Python 2.0b1 is released!

Paul Wright paul-wright at verence.demon.co.uk
Mon Sep 11 22:26:59 CEST 2000


In article <slrn8rq2p9.12l.ssthapa at hepcat.uchicago.edu>,
Suchandra Thapa <s-thapa at uchicago.edu> wrote:
>Steve Williams <sandj.williams at gte.net> wrote:
>>If the lawyer says we're going to interpret the license under the laws
>>of the Grand Duchy of Gerolstein, we need to pause for a moment and ask
>>ourselves "who's going to be running the ol' fiefdom in 10 years?"
>
>[stuff deleted]
>
>>Can you spell UCITA?  Sure, I knew you could.
>
>    From my understanding, CNRI is located in Virginia and so it makes sense
>for them to want the license to be interpeted under the laws of the state
>they're in.  I really don't think that this is a plot to use UCITA to carry
>out some underhanded scheme.  I would be more worried if CNRI wanted their
>license to be interpeted under some state that they have no connection with.

__________

■ TASK REQUIREMENTS
[1] According to the mailing list post, in which state is CNRI located?
[2] Please write out everything in the mailing list post from "Paul Wright paul-wright" down to "knew you could.", changing "Grand Duchy of Gerolstein" to "Kingdom of Ruritania".

■ LISTED RECORDS
__________

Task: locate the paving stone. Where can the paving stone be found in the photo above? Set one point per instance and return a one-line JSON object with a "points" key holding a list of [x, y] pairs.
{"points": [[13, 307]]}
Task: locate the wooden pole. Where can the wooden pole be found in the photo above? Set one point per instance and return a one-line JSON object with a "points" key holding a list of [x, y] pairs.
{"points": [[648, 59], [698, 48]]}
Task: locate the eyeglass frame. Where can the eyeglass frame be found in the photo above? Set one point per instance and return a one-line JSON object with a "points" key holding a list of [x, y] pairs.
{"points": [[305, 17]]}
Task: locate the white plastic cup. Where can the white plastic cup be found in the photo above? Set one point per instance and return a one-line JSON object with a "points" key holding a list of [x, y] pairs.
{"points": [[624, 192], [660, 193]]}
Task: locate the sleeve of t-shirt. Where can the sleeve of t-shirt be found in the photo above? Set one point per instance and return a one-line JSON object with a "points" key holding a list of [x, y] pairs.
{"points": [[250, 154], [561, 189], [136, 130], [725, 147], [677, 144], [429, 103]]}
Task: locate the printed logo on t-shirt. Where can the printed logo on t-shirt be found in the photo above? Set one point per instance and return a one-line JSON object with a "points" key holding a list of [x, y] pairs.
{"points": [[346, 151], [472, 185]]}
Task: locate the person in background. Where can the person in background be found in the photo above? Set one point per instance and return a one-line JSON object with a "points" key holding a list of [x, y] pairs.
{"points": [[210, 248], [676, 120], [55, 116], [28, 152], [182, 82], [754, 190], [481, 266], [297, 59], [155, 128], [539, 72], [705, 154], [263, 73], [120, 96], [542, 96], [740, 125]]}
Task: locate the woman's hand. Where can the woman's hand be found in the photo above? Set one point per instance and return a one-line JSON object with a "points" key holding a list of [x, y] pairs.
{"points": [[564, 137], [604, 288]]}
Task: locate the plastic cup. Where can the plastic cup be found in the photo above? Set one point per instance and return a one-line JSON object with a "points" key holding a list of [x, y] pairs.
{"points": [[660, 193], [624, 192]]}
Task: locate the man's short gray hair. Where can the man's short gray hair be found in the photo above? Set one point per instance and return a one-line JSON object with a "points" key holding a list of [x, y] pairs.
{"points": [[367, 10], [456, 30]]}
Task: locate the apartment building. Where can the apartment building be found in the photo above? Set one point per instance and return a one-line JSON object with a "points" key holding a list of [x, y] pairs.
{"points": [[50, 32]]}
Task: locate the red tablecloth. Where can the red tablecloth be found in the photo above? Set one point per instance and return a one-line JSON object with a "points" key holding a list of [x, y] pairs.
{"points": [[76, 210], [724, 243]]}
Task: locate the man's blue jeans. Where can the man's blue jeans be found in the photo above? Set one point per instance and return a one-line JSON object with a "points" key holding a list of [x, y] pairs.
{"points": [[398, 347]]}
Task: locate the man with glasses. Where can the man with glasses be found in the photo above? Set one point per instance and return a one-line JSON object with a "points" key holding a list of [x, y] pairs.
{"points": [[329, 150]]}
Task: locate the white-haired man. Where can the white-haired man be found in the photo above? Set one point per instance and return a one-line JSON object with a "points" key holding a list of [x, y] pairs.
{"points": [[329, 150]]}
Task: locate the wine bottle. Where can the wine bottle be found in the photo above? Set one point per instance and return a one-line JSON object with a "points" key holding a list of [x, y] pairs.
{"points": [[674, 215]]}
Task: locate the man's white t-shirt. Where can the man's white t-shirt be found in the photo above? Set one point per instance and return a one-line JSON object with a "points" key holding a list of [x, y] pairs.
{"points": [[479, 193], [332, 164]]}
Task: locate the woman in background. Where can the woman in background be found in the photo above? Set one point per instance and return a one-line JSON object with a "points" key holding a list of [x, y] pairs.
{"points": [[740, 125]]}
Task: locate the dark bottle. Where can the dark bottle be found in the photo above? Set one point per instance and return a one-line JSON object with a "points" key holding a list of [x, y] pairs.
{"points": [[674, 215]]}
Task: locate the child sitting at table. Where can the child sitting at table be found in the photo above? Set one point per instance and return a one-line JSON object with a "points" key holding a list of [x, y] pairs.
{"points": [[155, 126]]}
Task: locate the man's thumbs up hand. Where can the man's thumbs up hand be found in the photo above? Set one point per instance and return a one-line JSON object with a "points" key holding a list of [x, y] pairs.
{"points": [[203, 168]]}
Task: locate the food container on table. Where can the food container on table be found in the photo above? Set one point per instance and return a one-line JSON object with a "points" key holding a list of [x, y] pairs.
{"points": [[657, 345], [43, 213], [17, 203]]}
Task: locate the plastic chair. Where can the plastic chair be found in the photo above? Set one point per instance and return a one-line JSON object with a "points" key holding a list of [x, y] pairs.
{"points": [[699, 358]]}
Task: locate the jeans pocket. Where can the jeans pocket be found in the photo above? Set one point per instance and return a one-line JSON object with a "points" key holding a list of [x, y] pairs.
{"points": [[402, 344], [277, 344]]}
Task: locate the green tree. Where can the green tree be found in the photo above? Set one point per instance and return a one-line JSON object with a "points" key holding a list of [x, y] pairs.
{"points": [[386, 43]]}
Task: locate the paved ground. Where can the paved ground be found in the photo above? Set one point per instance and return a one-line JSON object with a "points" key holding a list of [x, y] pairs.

__________

■ ANSWERS TO THE EXERCISE
[1] Virginia

[2]
Paul Wright paul-wright at verence.demon.co.uk
Mon Sep 11 22:26:59 CEST 2000


In article <slrn8rq2p9.12l.ssthapa at hepcat.uchicago.edu>,
Suchandra Thapa <s-thapa at uchicago.edu> wrote:
>Steve Williams <sandj.williams at gte.net> wrote:
>>If the lawyer says we're going to interpret the license under the laws
>>of the Kingdom of Ruritania, we need to pause for a moment and ask
>>ourselves "who's going to be running the ol' fiefdom in 10 years?"
>
>[stuff deleted]
>
>>Can you spell UCITA?  Sure, I knew you could.